* Work item:
Line for line, the listing below is to be transcribed exactly.
START Records to process
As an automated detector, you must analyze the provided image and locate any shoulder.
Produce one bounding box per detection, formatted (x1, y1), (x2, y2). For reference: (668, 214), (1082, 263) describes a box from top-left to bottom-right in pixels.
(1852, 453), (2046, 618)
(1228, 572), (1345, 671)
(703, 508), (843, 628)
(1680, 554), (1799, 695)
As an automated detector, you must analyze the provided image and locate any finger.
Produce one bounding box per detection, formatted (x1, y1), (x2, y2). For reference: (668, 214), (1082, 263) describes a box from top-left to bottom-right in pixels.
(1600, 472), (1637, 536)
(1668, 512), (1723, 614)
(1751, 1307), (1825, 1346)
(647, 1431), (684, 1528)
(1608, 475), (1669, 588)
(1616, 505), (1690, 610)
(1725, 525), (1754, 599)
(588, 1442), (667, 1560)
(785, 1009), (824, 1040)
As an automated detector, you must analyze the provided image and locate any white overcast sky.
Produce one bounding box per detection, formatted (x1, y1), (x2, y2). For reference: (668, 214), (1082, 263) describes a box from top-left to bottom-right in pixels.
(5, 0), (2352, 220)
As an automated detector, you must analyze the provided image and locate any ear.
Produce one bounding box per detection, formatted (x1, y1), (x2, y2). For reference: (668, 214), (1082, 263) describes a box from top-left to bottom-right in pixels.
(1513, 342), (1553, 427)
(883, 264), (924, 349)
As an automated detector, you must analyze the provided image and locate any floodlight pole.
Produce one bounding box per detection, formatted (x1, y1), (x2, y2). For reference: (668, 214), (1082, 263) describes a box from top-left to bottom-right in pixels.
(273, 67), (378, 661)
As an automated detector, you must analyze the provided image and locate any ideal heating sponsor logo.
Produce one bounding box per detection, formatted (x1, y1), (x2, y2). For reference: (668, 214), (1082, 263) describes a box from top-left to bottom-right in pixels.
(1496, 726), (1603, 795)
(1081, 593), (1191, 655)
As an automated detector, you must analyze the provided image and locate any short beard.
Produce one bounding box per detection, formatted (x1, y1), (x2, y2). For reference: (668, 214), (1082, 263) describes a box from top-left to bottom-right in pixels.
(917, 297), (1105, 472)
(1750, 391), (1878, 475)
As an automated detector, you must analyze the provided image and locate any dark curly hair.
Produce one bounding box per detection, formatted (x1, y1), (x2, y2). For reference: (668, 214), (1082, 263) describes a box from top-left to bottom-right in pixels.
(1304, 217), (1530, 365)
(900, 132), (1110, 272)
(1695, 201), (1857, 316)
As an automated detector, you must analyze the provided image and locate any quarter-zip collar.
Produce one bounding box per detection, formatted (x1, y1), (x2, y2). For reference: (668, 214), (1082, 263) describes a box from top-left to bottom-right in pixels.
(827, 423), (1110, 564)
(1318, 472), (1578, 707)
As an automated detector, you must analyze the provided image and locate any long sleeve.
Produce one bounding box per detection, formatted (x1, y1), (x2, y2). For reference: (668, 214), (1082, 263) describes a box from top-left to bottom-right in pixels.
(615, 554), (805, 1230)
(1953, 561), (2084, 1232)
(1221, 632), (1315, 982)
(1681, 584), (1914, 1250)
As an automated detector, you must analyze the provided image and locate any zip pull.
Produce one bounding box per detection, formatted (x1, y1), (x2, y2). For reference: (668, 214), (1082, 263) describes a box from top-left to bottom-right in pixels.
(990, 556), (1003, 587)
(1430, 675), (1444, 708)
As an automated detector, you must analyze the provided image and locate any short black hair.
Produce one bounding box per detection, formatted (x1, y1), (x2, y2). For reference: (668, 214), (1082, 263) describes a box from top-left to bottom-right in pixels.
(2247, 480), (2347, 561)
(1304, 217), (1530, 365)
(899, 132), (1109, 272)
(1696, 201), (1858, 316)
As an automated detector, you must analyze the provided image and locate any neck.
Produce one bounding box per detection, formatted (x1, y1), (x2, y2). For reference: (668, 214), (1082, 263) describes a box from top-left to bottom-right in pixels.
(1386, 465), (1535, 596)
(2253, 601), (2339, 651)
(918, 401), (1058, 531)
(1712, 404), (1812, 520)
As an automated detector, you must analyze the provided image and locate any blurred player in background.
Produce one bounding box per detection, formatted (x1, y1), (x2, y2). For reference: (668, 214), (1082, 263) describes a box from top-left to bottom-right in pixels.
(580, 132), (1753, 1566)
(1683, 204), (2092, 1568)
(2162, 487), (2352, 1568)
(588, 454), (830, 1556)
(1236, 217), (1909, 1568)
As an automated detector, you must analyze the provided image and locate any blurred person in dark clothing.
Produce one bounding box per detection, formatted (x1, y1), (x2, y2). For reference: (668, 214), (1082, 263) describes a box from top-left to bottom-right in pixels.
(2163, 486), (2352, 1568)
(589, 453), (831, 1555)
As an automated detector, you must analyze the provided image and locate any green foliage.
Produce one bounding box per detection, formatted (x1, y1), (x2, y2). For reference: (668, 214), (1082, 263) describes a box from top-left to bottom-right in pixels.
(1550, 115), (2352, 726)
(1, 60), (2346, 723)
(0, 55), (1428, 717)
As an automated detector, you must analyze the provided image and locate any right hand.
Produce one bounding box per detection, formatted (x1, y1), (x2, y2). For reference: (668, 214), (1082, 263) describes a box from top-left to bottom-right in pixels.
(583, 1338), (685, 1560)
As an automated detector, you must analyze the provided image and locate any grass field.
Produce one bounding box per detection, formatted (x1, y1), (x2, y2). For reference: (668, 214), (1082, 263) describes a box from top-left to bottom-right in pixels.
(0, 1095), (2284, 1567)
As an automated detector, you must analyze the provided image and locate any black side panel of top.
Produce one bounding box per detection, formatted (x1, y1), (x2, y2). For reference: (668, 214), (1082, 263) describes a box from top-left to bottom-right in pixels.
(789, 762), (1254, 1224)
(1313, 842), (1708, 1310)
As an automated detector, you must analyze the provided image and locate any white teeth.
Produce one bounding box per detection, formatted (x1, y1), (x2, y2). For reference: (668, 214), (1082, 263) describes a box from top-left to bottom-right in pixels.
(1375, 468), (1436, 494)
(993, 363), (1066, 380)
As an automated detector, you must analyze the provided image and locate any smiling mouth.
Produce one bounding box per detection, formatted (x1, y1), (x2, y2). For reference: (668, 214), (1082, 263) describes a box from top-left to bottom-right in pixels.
END Records to process
* Response below:
As an automated detector, you must analyze the provided image and locate any shoulder.
Produce one bounding box per detection, formatted (x1, y1), (x2, y2). For reference: (668, 214), (1082, 263) describes a box from top-left to bottom-right in pixels.
(1852, 453), (2046, 618)
(1228, 572), (1345, 671)
(703, 508), (843, 628)
(1680, 554), (1799, 695)
As an automated detector, you must analyze the provided image and locate any finger.
Produce one bounding box per detection, formatted (x1, y1), (x2, y2). For reference: (668, 214), (1082, 263) describes a box from top-left to bottom-right in pixels.
(1600, 472), (1637, 536)
(1668, 512), (1723, 614)
(1751, 1307), (1825, 1346)
(647, 1431), (684, 1528)
(1608, 475), (1669, 588)
(1616, 505), (1690, 610)
(1725, 525), (1754, 599)
(588, 1442), (667, 1560)
(785, 1009), (824, 1040)
As an automated detector, you must analyze the provided image and locate any white overcast sky.
Produce one bounding box per detection, formatted (x1, y1), (x2, y2). For reference: (668, 214), (1082, 263) describes a box from top-left to bottom-right in pixels.
(5, 0), (2352, 220)
As an automated detector, you must analyze the provided image and locate any ear.
Produce one bounding box per detection, formatted (x1, y1), (x2, y2). For reference: (668, 214), (1082, 263) describes a box from top-left to bottom-right in pixels.
(1513, 342), (1553, 427)
(883, 264), (924, 349)
As an automated detector, you must analyze the provided image and locate any floodlight pole.
Produce one bounding box per detection, formatted (x1, y1), (x2, y2). For reference: (668, 214), (1082, 263) describes a box from top-left to bottom-right in pixels.
(273, 67), (378, 661)
As an automated detector, you must analyze the provided image and locate any ideal heating sponsor logo.
Produce one bounding box per detection, formatted (x1, y1), (x2, y2). For reference: (668, 214), (1082, 263) describes a box from top-left to bottom-right in pixels.
(1496, 726), (1603, 795)
(1081, 593), (1191, 655)
As an automated detector, you must analyze the provided image and locate any short beard.
Produce one bounding box per detection, formatted (x1, y1), (x2, y2). For reference: (668, 214), (1082, 263) describes a box from top-left to bottom-right in pixels.
(917, 297), (1105, 472)
(1750, 391), (1878, 475)
As an automated detector, you must analyze the provided image and locate any dark curly hair.
Produce one bounding box per detection, formatted (x1, y1), (x2, y2). For reference: (668, 214), (1082, 263) describes a box from top-left to bottom-right in pixels.
(1304, 217), (1530, 365)
(900, 132), (1110, 272)
(1695, 201), (1857, 316)
As an automated detector, you must analyze the provided image and locate any quarter-zip collar.
Produce one bounding box per detection, formatted (x1, y1), (x2, y2). For reference: (668, 214), (1082, 263) describes a box from top-left to bottom-right in pixels.
(827, 423), (1110, 564)
(1318, 472), (1578, 707)
As an automated detector, you must analyze the provided image and locate any long sleeve.
Produce one bounding box per detection, formatted (x1, y1), (x2, y2). For reference: (668, 214), (1082, 263) describes a box from top-left to bottom-right in pixels.
(615, 554), (805, 1230)
(1953, 561), (2084, 1232)
(1221, 632), (1315, 982)
(1681, 584), (1914, 1250)
As an automated detector, you must analyze the provided image and locate any zip pull.
Produce one bounding box per detection, formatted (x1, y1), (x2, y2). For reference: (668, 214), (1082, 263) describes a box from top-left to bottom-right in pixels.
(990, 556), (1003, 587)
(1430, 675), (1444, 708)
As an automated detector, you must analyze the provided image and locate any short black hair.
Produce one bounding box per detection, formatted (x1, y1), (x2, y2). For reference: (668, 214), (1082, 263) describes a box from top-left to bottom-right in pixels.
(2247, 480), (2347, 561)
(1304, 217), (1530, 365)
(899, 132), (1109, 272)
(1696, 201), (1858, 316)
As an automated detector, you must analyze the provided image and locate any neck.
Produce one bounding box per detection, formatted (x1, y1), (x2, y2). For reference: (668, 214), (1082, 263) describes a box from top-left to bottom-right in pixels.
(1386, 465), (1535, 596)
(2253, 601), (2339, 651)
(918, 401), (1058, 531)
(1712, 404), (1812, 520)
As an automated detector, you must analyze the provided image and locate any blurred player in background.
Produce one bounding box per detection, formatted (x1, y1), (x2, y2). For reference: (668, 214), (1082, 263) describes a box from top-left to bottom-right in pixels.
(580, 132), (1753, 1566)
(1683, 204), (2092, 1568)
(2162, 487), (2352, 1568)
(588, 454), (830, 1556)
(1236, 217), (1909, 1568)
As an automated detector, you must analyze the provided image and locate any blurred person in dark clothing.
Produce one bounding box per detection, formatted (x1, y1), (x2, y2). For reference: (668, 214), (1082, 263) describes a box from top-left to bottom-right in pixels.
(2163, 486), (2352, 1568)
(589, 453), (831, 1555)
As an automated detector, you must analyze the provided image and locate any green foliage.
Produce one bounding box per detection, formatted (x1, y1), (x2, y2). For reference: (668, 214), (1082, 263) describes a box from top-left to bottom-right in pixels.
(1550, 115), (2352, 726)
(1, 60), (2346, 723)
(0, 55), (1428, 717)
As an automated detector, you must analyze the provided image and locate any right hand.
Produce one bounding box per detection, formatted (x1, y1), (x2, y2). For reference: (668, 214), (1082, 263) describes a box from top-left to bottom-right in pixels.
(583, 1338), (685, 1560)
As an automated detector, you must analyze the provided image and locate any grass field.
Produce one bounding box per detection, formatted (x1, y1), (x2, y2). For reference: (668, 214), (1082, 263) describes a box from top-left to bottom-right in pixels.
(0, 1095), (2284, 1567)
As an automated detector, you must analyze the provided image and locate any black side panel of top.
Produce one bounding box per detection, formatted (x1, y1), (x2, y2). For reference: (668, 214), (1082, 263) describes a box from top-left to bottom-right in pixels.
(789, 762), (1254, 1224)
(1313, 842), (1708, 1310)
As an automated detector, you must analyze the provided image and locate any white teeth.
Produce one bounding box per detection, formatted (x1, y1), (x2, y2). For reference: (668, 214), (1082, 263) describes a box from top-left to bottom-right in pixels.
(1375, 468), (1436, 494)
(993, 363), (1066, 380)
As an automated detector, you must analyze the provided image and locate any smiling mouth.
Produce one bounding box per detection, formatted (x1, y1), (x2, y2). For reference: (668, 214), (1082, 263) describes a box from top-left to bottom-right in pixels.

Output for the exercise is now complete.